What it did not understand is that the 4th leg was D. Because it never looked at it, other than classifying it as a leaper, so that it should not toggle back the W to R. So it was close, but no cigar...


Daniel Zacharias wrote on Tue, Feb 27 09:29 PM UTC:

This might never be possible, but I wonder if there could be a way to specify a piece that captures like a cannon, but both parts of the move—before and after the mount—must be the same distance, and there can be any number of other pieces jumped over on the either leg.


💡📝H. G. Muller wrote on Tue, Feb 27 09:41 PM UTC in reply to Daniel Zacharias from 09:29 PM:

This would indeed be hard. One way I could see it done was introduce a special symbol as repeat limiter similar to what i does for slider continuation legs, and thus means "as many repetitions as there were in the previous parenthesized group". Suppose that symbol is $, you could write [(mpW-)pW-(mpW-)$cW]. It is a sort of orthogonal Equihopper.


Bob Greenwade wrote on Tue, Feb 27 10:31 PM UTC in reply to H. G. Muller from 09:08 PM:

OK, so the bD should've been bpaW (or bpafW), and I should've realized that. Grr.

But now I've tried [R?mW-ucW-bpafW] and [R?uW-cW-bpafW] and various other combinations thereof (both with and without the f), and I still don't get the desired effect.


Bob Greenwade wrote on Tue, Feb 27 10:36 PM UTC in reply to H. G. Muller from 09:41 PM:

This would indeed be hard. One way I could see it done was introduce a special symbol as repeat limiter similar to what i does for slider continuation legs, and thus means "as many repetitions as there were in the previous parenthesized group". Suppose that symbol is $, you could write [(mpW-)pW-(mpW-)$cW]. It is a sort of orthogonal Equihopper.

I like this idea, and the choice of symbol. I can see it being useful for a number of different possibilities (like maybe a bent or hopping rifle capture).


💡📝H. G. Muller wrote on Wed, Feb 28 07:40 AM UTC in reply to Bob Greenwade from Tue Feb 27 10:31 PM:

[R?uW-cW-bpafW]

You are mixing XBetza with bracket notation. You cannot do that; a in bracket notation would mean 'all directions', not continuation. You should have written [R?uW-cW-bpW-fW].

But your original [R?ufW-cfW-bD]  is wrong in the first place. It specifies an unload on the start square of two consecutive W steps, and then a D step back. Which would end up on the same square as the unload. What you really want after the Rook move is step to the unload square (fmW), from there swap with the enemy piece (fucW) and step two back (bD). That is [R?W-ucW-bD]. (But note that this makes the attarction of the enemy piece optional; it could stop after R even if there is an enemy piece two steps further.) The D step would have to be split up in XBetza, and not being a 2nd leg the bracket preprocessor won't do that automatically. But it probably would handle [R?W-ucW-bpW-W] correctly.

▶ **Provided data**
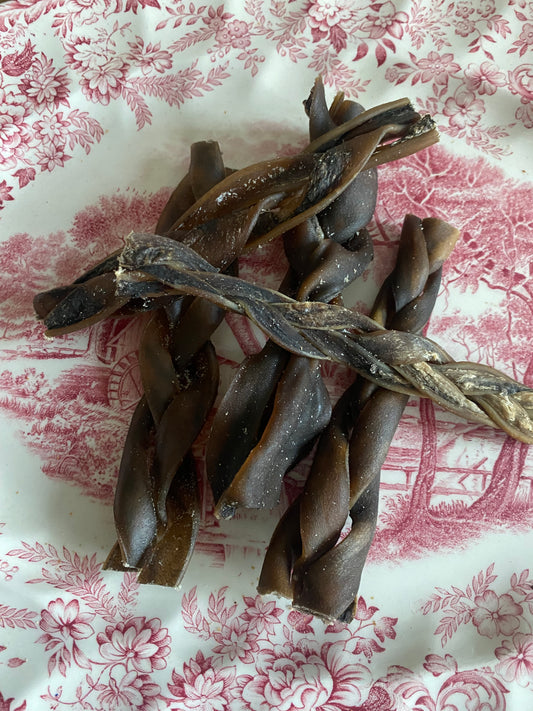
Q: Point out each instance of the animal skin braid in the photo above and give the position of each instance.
(305, 560)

▶ **What needs to be done**
List every move notation enclosed in square brackets that appears in the final post of the forum thread, the one dated Wed, Feb 28.

▶ **Worked solution**
- [R?uW-cW-bpafW]
- [R?uW-cW-bpW-fW]
- [R?ufW-cfW-bD]
- [R?W-ucW-bD]
- [R?W-ucW-bpW-W]